> Task statement: Starting with "Of course, the" and going on through "09:37, 6 March 2015 (UTC)", copy that part of the discussion thread with "swap size" renamed to "page file size".

> Reading passage:
At first I thought the ten hours was troubleshooting, but 5 minutes sounds about right for the granularity of the timer. Mikemk (talk) 06:51, 6 March 2015 (UTC)

Of course, the problem could be solved without a reboot simply by increasing the swap size., my understanding is that the SWAP is overflowing and not just 'too little'. So no, simply increasing the swap size wouldn't solve the problem. 173.245.53.214 07:36, 6 March 2015 (UTC)

I agree, and have removed that sentence, because there is no way to be sure that increasing the swap size will help. In fact increasing the swap size is the first step down the '1-10 hours to troubleshoot' path. --Pudder (talk) 08:52, 6 March 2015 (UTC)
I think it deserves mention. Mikemk (talk) 09:37, 6 March 2015 (UTC)

> Data extract:
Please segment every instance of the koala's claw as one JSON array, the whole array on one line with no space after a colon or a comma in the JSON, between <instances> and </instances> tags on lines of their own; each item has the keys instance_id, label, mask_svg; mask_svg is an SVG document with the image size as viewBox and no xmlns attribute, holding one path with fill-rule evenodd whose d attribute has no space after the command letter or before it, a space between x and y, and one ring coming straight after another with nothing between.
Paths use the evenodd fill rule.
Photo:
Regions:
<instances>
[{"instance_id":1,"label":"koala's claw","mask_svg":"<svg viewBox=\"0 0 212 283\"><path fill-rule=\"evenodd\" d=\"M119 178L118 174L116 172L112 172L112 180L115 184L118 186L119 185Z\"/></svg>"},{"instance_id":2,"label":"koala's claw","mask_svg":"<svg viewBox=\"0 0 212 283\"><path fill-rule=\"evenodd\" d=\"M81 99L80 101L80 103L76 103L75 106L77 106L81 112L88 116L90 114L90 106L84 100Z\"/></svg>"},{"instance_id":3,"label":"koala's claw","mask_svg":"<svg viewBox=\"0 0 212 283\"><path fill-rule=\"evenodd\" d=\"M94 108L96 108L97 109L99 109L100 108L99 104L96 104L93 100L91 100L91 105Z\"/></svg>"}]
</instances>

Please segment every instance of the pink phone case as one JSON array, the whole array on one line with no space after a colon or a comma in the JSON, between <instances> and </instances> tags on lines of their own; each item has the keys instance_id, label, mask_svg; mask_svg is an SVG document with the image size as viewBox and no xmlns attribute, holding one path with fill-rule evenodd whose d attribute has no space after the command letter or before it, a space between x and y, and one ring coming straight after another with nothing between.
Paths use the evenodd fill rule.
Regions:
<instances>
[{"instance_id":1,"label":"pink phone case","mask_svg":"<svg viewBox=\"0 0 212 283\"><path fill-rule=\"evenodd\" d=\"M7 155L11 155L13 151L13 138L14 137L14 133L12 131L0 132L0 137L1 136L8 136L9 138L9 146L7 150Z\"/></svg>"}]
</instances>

> Correct answer:
Of course, the problem could be solved without a reboot simply by increasing the page file size., my understanding is that the SWAP is overflowing and not just 'too little'. So no, simply increasing the page file size wouldn't solve the problem. 173.245.53.214 07:36, 6 March 2015 (UTC)

I agree, and have removed that sentence, because there is no way to be sure that increasing the page file size will help. In fact increasing the page file size is the first step down the '1-10 hours to troubleshoot' path. --Pudder (talk) 08:52, 6 March 2015 (UTC)
I think it deserves mention. Mikemk (talk) 09:37, 6 March 2015 (UTC)